▶ _Goal_: Copy the data below, swapping each "query" for "prompt" and leaving everything else unchanged.

▶ _Data for the task_:
--------

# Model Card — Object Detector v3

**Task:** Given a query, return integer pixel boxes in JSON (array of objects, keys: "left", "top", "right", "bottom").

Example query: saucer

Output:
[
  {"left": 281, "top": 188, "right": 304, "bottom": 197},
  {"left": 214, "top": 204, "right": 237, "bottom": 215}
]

--------

▶ _Task answer_:
# Model Card — Object Detector v3

**Task:** Given a prompt, return integer pixel boxes in JSON (array of objects, keys: "left", "top", "right", "bottom").

Example prompt: saucer

Output:
[
  {"left": 281, "top": 188, "right": 304, "bottom": 197},
  {"left": 214, "top": 204, "right": 237, "bottom": 215}
]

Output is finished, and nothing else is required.